> Request
In the advanced-topics text below, list every function called in the body of the code that begins "f(X) ->".

Advanced Topics

Scope of variables
Catch/throw
Use of Catch and Throw
The module error_handler
The Code loading mechanism
Ports
Port Protocols
Binaries
References
Space saving optimisations
Last Call Optimisation
Process Dictionary
Obtaining System Information

Scope of Variables

Variables in a clause exist between the point where the variable is first bound and the last textual reference to the variable.

Consider the following code:

1...	f(X) ->
2...		Y = g(X),
3...		h(Y, X),
4...		p(Y),
5...		f(12).

line 1 - the variable X is defined (i.e. it becomes bound when the function is entered).
line 2 - X is used, Y is defined (first occurrence).
line 3 - X and Y are used.
line 4 - Y is used. The space used by the system for storing X can be reclaimed.
line 5 - the space used for Y can be reclaimed.

> Data provided

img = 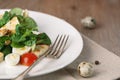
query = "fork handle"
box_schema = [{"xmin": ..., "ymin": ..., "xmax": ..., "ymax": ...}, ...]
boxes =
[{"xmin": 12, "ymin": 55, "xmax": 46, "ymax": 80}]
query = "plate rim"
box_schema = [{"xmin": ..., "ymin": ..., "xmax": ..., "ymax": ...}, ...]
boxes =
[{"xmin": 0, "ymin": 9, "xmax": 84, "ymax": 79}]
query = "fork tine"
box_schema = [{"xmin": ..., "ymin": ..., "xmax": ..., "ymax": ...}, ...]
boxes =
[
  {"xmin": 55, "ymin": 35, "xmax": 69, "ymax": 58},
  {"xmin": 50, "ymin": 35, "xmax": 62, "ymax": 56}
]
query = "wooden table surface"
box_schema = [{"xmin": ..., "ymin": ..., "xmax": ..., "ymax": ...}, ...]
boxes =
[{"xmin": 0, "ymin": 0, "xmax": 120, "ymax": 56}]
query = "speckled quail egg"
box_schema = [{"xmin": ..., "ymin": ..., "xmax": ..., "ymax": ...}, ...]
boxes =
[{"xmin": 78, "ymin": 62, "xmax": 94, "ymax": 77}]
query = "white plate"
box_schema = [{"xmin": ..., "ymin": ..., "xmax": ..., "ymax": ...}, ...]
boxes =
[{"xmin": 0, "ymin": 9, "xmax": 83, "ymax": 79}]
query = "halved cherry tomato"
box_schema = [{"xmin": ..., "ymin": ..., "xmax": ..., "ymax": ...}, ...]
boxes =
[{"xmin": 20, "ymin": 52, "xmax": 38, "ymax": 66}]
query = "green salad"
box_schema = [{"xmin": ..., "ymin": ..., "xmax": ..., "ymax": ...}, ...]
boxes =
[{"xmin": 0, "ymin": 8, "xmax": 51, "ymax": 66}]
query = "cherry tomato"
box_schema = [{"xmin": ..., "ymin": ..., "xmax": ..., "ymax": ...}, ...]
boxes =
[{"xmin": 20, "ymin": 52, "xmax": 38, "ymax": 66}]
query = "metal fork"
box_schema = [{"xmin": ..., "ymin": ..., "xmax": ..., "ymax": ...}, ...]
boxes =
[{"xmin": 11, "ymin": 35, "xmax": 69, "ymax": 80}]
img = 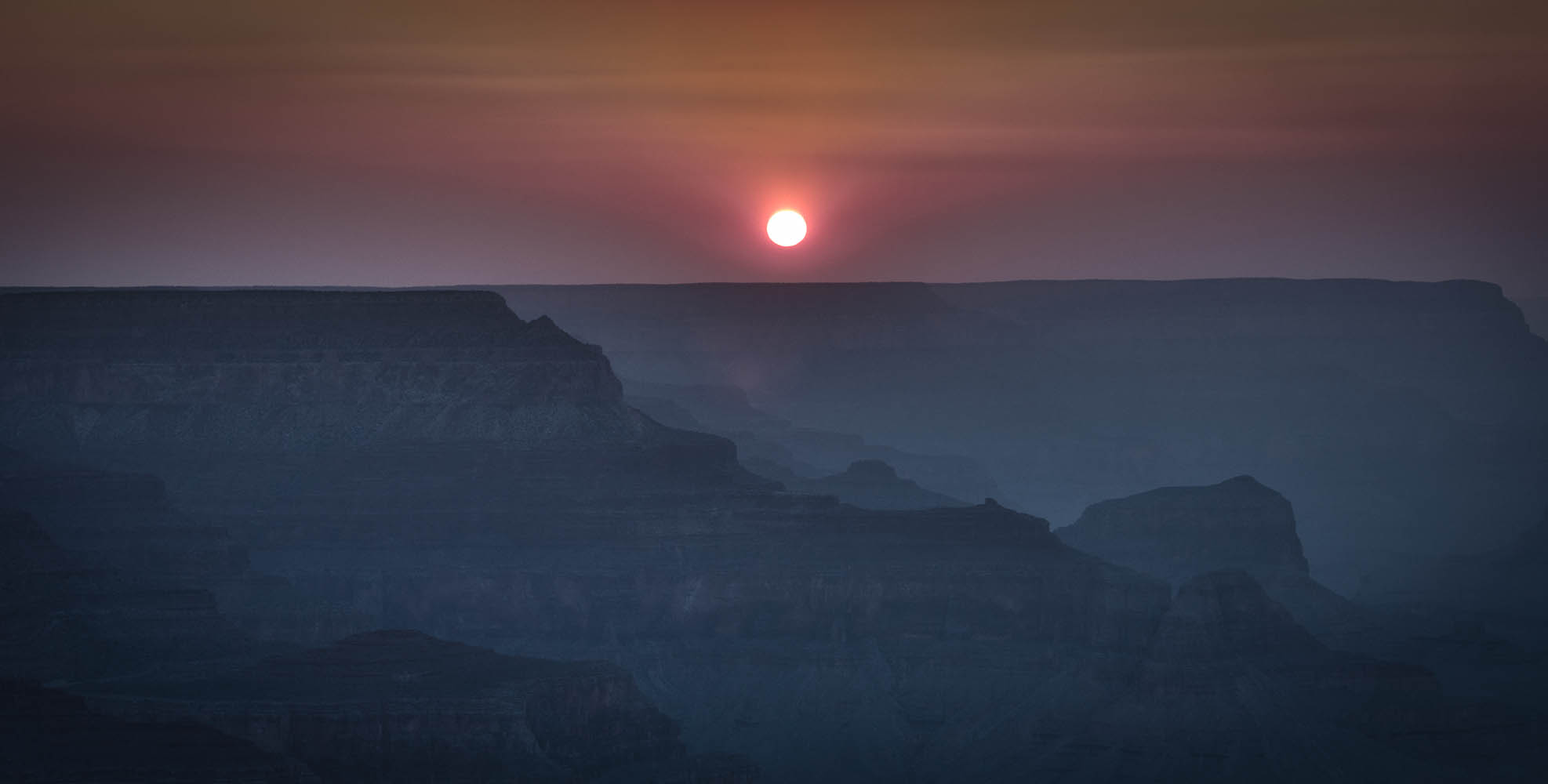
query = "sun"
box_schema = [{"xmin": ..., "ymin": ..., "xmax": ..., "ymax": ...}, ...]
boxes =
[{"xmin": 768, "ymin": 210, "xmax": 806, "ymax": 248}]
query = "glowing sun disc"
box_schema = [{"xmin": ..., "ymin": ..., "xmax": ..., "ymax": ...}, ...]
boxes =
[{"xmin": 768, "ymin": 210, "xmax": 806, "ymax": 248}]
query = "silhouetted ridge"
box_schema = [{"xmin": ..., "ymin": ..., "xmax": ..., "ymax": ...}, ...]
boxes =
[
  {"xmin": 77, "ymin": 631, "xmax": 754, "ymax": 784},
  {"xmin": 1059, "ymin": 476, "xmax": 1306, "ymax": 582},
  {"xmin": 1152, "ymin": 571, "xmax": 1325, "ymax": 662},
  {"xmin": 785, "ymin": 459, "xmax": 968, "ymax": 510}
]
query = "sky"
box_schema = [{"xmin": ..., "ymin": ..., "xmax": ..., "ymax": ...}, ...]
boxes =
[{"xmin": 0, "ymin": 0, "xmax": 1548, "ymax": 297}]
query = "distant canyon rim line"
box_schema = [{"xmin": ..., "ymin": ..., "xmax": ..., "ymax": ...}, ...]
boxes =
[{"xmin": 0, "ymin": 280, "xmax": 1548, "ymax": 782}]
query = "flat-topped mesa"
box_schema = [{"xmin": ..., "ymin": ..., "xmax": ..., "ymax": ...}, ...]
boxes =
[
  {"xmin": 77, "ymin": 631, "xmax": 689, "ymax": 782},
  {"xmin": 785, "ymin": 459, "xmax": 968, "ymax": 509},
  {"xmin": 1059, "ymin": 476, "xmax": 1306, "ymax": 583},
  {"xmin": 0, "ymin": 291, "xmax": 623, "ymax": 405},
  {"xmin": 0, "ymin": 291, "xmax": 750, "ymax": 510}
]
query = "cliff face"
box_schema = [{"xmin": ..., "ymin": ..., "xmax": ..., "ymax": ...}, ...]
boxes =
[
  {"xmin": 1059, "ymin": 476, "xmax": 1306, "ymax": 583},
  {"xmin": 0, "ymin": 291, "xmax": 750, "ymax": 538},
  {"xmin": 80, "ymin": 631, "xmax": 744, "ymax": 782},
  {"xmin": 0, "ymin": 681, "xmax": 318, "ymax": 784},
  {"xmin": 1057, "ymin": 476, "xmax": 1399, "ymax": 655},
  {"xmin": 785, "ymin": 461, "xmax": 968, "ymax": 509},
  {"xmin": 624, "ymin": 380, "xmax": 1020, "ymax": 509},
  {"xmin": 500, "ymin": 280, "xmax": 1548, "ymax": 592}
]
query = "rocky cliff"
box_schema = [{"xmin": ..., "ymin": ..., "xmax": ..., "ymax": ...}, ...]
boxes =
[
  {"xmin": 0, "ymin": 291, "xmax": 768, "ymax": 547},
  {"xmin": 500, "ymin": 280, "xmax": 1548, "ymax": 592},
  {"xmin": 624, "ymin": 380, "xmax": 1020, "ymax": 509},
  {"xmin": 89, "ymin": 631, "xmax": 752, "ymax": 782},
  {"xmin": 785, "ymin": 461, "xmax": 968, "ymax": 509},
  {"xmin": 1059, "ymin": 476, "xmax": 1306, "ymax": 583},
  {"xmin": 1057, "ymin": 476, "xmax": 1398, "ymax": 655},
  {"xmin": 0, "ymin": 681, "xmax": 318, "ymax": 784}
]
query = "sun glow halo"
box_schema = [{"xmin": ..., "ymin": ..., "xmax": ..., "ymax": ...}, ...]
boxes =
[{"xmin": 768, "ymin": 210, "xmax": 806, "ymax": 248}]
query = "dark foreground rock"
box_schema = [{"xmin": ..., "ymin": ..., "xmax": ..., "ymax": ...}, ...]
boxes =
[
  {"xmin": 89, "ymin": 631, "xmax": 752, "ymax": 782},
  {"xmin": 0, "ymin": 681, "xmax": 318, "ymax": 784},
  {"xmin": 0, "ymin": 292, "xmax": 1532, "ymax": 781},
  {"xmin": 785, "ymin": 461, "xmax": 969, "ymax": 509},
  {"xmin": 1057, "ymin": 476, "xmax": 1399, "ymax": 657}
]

==

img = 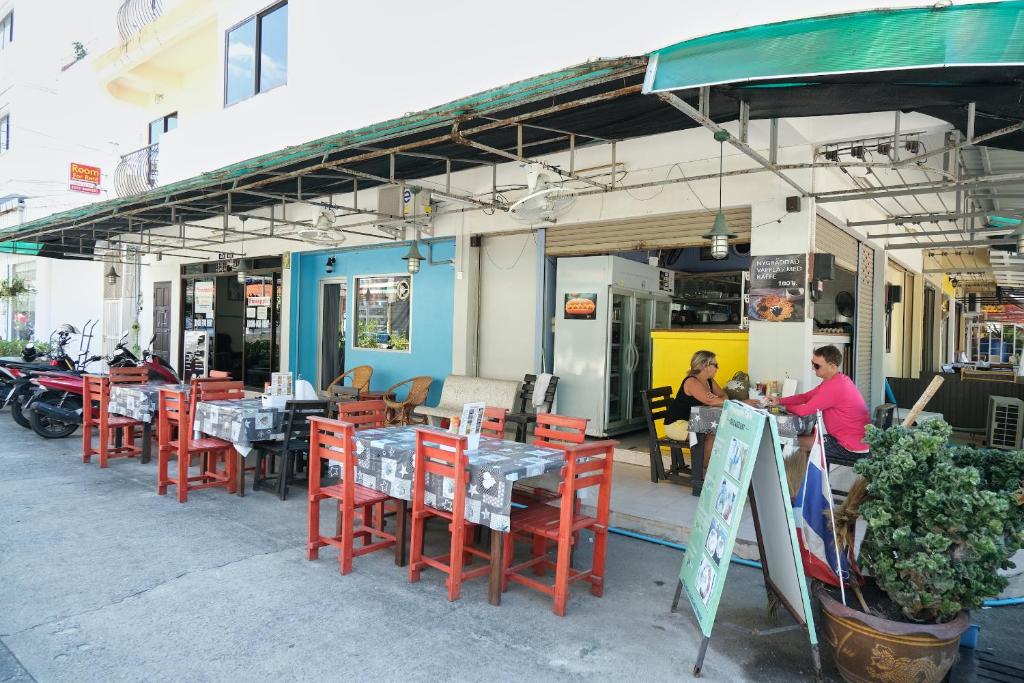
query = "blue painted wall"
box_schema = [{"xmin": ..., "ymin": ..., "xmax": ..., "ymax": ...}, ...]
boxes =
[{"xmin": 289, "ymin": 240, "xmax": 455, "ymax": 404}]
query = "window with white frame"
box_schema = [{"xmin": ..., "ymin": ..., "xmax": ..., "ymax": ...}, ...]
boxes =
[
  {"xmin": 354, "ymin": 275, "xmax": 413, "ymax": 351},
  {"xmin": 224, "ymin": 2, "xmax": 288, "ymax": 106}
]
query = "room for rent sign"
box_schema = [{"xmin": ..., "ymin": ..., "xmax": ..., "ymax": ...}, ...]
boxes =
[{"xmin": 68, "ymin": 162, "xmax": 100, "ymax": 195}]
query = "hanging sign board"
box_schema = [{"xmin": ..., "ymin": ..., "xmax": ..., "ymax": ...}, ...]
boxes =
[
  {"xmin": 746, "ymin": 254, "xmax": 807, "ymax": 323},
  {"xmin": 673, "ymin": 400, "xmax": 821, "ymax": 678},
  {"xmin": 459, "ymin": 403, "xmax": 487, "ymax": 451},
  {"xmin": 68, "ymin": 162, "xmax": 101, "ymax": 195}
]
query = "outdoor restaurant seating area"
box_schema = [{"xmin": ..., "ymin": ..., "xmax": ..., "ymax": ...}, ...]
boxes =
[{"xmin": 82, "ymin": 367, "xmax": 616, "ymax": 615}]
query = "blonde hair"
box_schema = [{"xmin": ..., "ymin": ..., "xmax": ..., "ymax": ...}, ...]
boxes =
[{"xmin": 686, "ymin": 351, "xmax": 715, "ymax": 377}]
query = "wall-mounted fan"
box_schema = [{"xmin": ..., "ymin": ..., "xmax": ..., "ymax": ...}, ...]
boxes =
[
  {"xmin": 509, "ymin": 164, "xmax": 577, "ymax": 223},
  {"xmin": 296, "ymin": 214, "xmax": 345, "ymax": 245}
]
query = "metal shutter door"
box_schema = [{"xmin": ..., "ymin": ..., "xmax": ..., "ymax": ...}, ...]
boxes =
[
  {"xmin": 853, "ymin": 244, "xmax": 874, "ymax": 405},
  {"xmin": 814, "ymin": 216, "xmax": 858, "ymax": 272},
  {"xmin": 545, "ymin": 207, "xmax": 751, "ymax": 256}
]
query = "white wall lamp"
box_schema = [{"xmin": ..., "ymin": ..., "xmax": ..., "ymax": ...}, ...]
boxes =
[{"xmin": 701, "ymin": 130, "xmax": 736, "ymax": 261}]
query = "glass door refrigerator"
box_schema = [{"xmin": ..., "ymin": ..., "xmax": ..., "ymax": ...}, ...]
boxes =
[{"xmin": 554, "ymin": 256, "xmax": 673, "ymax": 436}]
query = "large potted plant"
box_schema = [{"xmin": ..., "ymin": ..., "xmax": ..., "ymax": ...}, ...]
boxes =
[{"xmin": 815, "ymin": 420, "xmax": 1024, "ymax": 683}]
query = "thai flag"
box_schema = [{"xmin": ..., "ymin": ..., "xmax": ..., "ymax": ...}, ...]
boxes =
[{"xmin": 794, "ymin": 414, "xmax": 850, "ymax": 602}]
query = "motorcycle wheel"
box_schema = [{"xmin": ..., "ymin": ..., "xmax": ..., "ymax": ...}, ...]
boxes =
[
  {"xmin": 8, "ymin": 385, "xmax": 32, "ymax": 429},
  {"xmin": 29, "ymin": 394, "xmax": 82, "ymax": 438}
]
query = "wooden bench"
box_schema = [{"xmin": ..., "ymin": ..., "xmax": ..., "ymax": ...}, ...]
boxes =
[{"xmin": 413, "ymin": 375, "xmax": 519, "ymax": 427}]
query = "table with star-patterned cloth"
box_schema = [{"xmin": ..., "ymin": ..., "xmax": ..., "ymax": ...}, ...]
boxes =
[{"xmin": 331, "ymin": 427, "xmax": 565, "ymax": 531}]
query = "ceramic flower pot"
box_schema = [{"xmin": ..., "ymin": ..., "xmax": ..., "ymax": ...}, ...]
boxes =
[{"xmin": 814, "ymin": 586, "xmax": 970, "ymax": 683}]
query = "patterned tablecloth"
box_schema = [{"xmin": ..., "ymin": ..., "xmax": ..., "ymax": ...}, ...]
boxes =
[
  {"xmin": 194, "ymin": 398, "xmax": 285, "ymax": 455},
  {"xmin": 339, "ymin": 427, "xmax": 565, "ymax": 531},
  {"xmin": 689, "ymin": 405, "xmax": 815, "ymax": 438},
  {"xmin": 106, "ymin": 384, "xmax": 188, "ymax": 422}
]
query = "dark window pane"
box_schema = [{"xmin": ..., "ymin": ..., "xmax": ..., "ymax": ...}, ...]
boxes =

> Response below
g, h, p, f